* begin Stored records *

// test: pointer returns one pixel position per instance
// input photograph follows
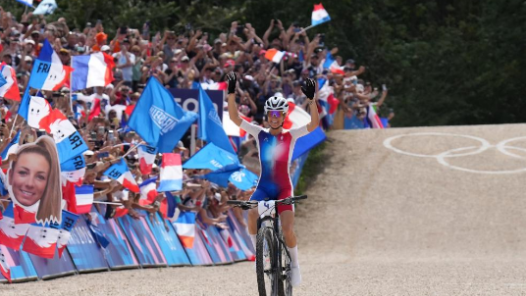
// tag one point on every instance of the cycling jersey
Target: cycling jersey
(275, 154)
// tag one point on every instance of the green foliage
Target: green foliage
(445, 62)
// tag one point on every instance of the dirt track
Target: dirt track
(378, 222)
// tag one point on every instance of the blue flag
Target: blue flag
(211, 157)
(73, 164)
(308, 142)
(221, 176)
(158, 119)
(172, 204)
(23, 110)
(46, 7)
(210, 126)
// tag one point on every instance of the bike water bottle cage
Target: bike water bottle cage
(266, 208)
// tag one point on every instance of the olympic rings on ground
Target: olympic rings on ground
(502, 147)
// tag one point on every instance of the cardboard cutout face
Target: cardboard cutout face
(33, 183)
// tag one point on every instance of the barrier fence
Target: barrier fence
(97, 244)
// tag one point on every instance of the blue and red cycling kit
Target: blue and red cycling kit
(275, 154)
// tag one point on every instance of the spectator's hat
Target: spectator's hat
(217, 196)
(105, 48)
(88, 153)
(101, 37)
(229, 63)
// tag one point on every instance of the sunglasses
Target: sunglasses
(274, 113)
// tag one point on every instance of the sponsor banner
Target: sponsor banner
(189, 99)
(142, 240)
(168, 241)
(84, 249)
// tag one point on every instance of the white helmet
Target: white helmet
(276, 104)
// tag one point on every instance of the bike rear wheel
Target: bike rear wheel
(266, 262)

* end Stored records *

• [Exercise details]
Reproduce all of the records above line for line, omitting the pictures from your copy.

• [Answer for the task]
// test: pointer returns one pixel position per instance
// input photograph follows
// tag one point on every instance of the cycling jersey
Target: cycling jersey
(275, 154)
// tag one point on every instance of the green foliage
Target: green foliage
(445, 62)
// tag one point on every instance of the dirt track
Target: dirt track
(378, 222)
// tag one point on every instance of the blue flag
Target: blue flag
(211, 157)
(73, 164)
(308, 142)
(221, 176)
(158, 119)
(172, 204)
(23, 110)
(46, 7)
(210, 126)
// tag one point on every instance of the bike water bottle cage
Target: bike water bottle cage
(266, 208)
// tag one point on every instance of the olympic rings on ground
Target: olympic rings on ground
(502, 147)
// tag one point on every instance of the cardboard cutout face
Target: cardboard cutout face
(33, 183)
// tag one point on every instance of the barrier fence
Target: barrier fence
(97, 244)
// tag one point on every instance of the blue and red cycling kit
Target: blue and red cycling kit
(275, 154)
// tag one point on every instance of the spectator's hat
Target: spectator's hat
(217, 196)
(105, 48)
(88, 153)
(101, 37)
(229, 63)
// tag one point on every instance of the sunglasses
Target: sunglasses
(274, 113)
// tag one point on every instance of the sponsor banner
Target: sponsor banner
(189, 99)
(142, 240)
(168, 241)
(84, 249)
// tag one point on every instance of the white helmet
Target: white helmet
(276, 104)
// tag one point on every instance of the bike rear wheel
Target: bike rear wheel
(266, 262)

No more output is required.